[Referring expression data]
——

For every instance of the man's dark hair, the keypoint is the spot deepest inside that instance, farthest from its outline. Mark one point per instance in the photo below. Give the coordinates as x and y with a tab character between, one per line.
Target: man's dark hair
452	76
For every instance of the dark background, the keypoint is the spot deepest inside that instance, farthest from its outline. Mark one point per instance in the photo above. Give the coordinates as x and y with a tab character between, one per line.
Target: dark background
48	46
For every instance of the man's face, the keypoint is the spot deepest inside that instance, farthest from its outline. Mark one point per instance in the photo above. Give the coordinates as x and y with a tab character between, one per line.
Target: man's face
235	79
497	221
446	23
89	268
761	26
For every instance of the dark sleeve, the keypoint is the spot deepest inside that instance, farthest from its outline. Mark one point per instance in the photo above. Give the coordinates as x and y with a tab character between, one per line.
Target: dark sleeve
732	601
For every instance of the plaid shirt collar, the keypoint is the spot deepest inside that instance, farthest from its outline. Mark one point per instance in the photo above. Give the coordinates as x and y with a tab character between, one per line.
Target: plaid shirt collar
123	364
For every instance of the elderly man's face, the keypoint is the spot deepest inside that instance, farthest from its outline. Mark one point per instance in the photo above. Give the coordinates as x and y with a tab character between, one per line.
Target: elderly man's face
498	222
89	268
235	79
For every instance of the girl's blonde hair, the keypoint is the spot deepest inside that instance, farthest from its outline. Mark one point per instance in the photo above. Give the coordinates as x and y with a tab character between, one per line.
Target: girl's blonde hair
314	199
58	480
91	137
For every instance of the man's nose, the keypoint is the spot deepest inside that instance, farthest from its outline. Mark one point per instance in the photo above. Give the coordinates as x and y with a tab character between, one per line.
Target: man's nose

——

- [What the exercise asks]: Take every line above carrying "nose" and return it.

- [Response]:
For every instance of the man's nose, the keypoint is the spot deepest inside that instance, farthest from its outline. Mark one point per instance in the photo above. Give the coordinates as x and y with a tab character between, one per line.
Target: man's nose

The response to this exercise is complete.